Credit points: 6 Teacher/Coordinator: Michael Thompson Session: Semester 1,Summer Main Classes: 2x1-hr lectures/week, 1x1-hr tutorial/week Prerequisites: 12 junior credit points of History or Ancient History Prohibitions: HSTY2067 Assessment: 1x250wd bibliography (5%), 1x250wd essay outline (5%), 1x2000wd essay (40%), 1x500wd tutorial paper (10%), 1x1.5hr exam (30%) and tutorial participation (10%)
Since the 2003 invasion of Iraq, public debate about American power has been dominated by the question: is the United States an empire? Taking this debate as a starting point, students examine: the expansion of American power across the continent and then overseas; political, economic and cultural forms of domination and the subsequent transformation of societies overseas and the US itself; and the value and limits of applying the concept of imperialism to US power.
HSTY2671 Law and Order in Modern America

Credit points: 6 Session: Semester 2 Classes: 2x1-hr lectures/week, 1x1-hr tutorial/week Prerequisites: (12 junior credit points of History or Ancient History) or (AMST1001 and (HSTY1023 or HSTY1076)) Assessment: 1x1000wd tutorial paper (20%), 1x250wd essay bibliography (5%), 1x250wd essay outline (5%), 1x2000wd essay (40%), 1x1hr exam (20%) and tutorial participation (10%)

Items —
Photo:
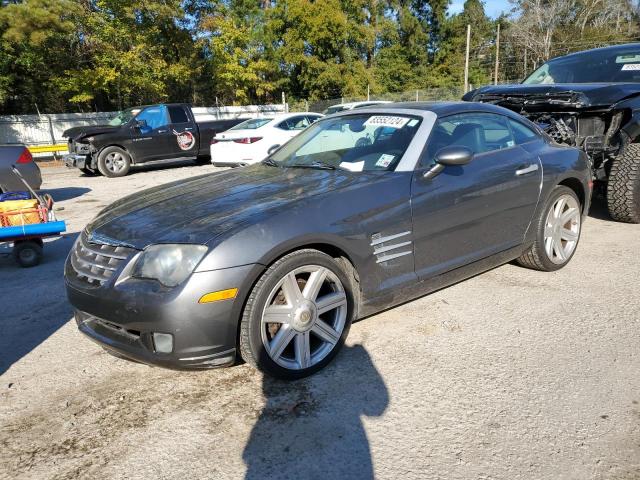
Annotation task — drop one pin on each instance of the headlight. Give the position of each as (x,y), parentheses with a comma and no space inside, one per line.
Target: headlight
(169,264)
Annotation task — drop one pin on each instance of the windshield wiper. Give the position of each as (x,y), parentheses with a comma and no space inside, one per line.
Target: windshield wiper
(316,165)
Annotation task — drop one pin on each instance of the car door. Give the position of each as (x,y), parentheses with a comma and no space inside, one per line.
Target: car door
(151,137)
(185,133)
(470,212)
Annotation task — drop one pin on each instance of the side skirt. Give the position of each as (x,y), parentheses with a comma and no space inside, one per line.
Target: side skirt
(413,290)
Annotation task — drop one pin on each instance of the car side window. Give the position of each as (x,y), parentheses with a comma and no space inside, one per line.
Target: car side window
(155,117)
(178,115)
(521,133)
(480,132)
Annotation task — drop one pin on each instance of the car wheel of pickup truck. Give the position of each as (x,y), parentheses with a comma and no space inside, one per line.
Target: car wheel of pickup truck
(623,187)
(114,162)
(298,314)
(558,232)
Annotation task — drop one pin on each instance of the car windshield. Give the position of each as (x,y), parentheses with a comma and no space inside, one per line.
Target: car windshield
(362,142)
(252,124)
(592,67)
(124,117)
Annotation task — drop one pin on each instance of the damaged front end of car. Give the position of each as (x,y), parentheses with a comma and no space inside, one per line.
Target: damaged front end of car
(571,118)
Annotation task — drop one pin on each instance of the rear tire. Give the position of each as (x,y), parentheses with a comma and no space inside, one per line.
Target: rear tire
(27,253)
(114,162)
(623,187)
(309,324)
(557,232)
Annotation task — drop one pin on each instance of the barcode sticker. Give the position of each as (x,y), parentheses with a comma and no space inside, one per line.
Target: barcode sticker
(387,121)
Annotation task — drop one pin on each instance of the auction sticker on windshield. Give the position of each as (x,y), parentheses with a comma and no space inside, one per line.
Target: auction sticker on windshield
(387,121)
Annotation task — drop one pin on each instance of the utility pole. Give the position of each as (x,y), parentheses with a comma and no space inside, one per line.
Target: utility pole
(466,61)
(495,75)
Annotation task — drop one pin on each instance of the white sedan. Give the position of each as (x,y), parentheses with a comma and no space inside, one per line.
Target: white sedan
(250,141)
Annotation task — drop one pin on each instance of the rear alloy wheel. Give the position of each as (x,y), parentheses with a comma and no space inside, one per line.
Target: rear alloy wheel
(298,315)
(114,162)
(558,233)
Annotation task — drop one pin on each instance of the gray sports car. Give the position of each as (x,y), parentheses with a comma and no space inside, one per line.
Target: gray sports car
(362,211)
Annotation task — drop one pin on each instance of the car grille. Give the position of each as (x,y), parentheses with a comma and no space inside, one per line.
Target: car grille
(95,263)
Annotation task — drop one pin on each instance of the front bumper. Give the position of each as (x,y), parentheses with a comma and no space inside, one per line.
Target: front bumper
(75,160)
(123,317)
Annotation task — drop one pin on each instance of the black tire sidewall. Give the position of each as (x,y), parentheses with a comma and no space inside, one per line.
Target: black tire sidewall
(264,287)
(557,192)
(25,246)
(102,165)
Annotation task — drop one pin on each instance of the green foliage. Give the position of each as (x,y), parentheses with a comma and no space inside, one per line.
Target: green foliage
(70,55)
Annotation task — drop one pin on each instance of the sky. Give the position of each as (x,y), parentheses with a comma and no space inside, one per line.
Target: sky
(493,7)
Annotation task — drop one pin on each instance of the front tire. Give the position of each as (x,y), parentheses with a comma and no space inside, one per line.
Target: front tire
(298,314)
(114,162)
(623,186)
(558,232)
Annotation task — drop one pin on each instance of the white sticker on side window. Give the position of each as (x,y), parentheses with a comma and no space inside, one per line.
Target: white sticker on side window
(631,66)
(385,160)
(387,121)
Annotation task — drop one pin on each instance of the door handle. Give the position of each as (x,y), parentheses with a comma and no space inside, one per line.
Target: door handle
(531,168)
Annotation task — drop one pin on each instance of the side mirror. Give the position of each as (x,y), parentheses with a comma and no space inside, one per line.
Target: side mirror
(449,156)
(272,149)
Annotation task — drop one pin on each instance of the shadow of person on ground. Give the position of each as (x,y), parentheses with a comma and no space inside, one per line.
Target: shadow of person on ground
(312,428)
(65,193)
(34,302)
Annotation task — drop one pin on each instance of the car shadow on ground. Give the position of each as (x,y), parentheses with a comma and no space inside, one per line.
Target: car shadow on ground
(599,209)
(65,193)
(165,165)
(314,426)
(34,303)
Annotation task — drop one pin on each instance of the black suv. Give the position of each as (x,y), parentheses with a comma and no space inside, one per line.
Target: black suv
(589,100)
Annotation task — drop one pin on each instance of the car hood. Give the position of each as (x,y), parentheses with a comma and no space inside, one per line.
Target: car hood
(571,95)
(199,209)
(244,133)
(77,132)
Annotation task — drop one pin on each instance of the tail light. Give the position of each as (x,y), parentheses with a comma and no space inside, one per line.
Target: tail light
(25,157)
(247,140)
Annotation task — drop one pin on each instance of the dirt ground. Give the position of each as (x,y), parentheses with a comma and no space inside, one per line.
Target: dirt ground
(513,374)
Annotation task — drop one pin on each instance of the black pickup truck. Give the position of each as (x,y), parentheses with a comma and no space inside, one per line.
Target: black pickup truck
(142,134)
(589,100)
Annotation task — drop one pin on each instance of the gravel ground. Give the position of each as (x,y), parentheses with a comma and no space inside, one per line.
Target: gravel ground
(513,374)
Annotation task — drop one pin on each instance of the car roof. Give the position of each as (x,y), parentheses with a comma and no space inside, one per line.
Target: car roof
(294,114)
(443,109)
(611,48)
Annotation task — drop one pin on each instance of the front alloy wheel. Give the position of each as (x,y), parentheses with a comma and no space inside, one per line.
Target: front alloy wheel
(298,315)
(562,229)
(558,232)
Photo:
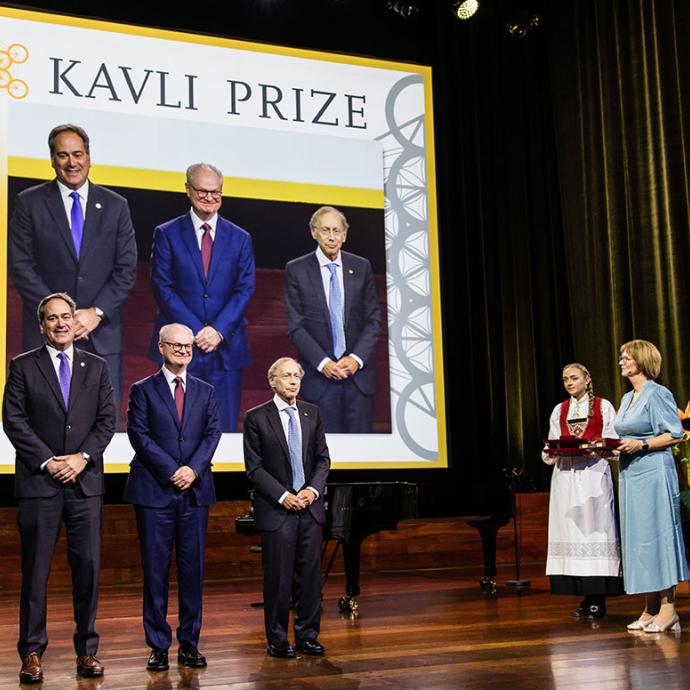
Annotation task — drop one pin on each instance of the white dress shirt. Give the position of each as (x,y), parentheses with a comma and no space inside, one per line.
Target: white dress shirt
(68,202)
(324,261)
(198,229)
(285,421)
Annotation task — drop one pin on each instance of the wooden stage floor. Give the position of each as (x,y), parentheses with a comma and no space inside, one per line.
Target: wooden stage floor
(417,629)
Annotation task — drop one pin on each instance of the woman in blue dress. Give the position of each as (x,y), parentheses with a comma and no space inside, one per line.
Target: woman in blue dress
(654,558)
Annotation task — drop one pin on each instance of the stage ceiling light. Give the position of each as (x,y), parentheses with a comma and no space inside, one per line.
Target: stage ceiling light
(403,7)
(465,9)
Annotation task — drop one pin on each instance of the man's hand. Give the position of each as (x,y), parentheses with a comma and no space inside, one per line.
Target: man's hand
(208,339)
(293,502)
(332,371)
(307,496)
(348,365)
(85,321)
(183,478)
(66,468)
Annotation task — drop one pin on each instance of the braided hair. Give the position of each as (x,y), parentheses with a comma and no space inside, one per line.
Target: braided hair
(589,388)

==

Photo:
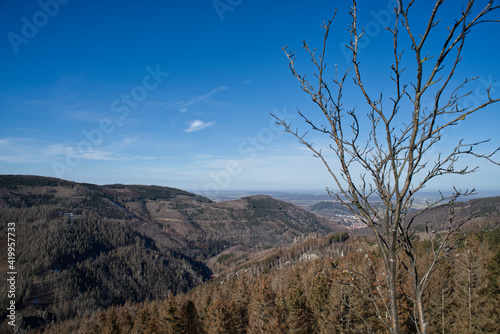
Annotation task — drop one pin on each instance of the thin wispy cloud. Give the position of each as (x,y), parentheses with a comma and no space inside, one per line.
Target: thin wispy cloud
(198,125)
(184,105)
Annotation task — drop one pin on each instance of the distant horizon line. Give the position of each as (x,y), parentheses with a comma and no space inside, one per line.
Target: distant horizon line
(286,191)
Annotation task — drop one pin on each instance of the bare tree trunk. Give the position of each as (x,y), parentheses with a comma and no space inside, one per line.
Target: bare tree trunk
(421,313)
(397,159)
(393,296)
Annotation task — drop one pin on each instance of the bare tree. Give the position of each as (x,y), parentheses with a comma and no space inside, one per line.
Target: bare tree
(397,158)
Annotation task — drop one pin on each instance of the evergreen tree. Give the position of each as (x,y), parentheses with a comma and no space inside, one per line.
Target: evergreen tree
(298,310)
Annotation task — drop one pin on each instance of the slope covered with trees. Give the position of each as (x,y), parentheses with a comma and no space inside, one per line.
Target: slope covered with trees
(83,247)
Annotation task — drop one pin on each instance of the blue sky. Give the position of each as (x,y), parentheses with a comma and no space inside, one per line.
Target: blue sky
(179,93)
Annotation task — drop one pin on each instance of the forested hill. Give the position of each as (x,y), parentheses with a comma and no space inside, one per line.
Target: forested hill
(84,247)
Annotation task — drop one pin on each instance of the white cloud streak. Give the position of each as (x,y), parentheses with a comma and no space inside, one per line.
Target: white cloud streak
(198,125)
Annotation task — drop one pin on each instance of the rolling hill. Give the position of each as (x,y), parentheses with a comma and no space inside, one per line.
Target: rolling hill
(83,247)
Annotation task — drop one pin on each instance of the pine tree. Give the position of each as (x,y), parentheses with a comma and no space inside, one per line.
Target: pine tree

* * *

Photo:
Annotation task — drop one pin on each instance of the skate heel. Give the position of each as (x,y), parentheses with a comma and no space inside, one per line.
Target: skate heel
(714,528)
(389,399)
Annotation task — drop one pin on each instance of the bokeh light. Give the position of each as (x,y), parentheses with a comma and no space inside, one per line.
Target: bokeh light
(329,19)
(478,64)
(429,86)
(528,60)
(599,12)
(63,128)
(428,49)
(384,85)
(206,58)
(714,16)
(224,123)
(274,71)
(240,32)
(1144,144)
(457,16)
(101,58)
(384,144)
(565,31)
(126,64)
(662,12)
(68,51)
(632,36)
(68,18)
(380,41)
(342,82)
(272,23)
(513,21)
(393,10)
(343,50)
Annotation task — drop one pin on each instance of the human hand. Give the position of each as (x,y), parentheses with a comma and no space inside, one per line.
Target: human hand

Job 1 — Rewrite the passage of the unit descriptions that opens with the words containing "Since the 2003" and closes with "to US power.", substituting "American influence" for "American power".
Job 2 — Continue the history unit descriptions from the point at which they stop.

Final result 1 —
Since the 2003 invasion of Iraq, public debate about American influence has been dominated by the question: is the United States an empire? Taking this debate as a starting point, students examine: the expansion of American influence across the continent and then overseas; political, economic and cultural forms of domination and the subsequent transformation of societies overseas and the US itself; and the value and limits of applying the concept of imperialism to US power.

Final result 2 —
This unit explores crime in the United States from Civil War to the present. It begins by examining historical approaches to crime, using murder as a case study. We look at the development of the criminal justice system, focusing on the police, the FBI, and extra-legal justice and lynching, and explore specific crimes: morals offenses; sex crimes; white-collar crime; and organized crime. Our focus is on the changing incidence, definitions and representation of crime in modern American culture and society.
HSTY2676 Australia's World

Credit points: 6 Teacher/Coordinator: Assoc Prof James Curran Session: Semester 2 Classes: 2x1-hr lectures/week, 1x1-hr tutorial/week Prerequisites: 12 junior credit points of History or Ancient History Assessment: 1x1000wd historiographical debate (20%), 1x250wd essay bibliography (5%), 1x250wd essay outline (5%), 1x2000wd essay (40%), 1x1hr exam (20%) and tutorial participation (10%)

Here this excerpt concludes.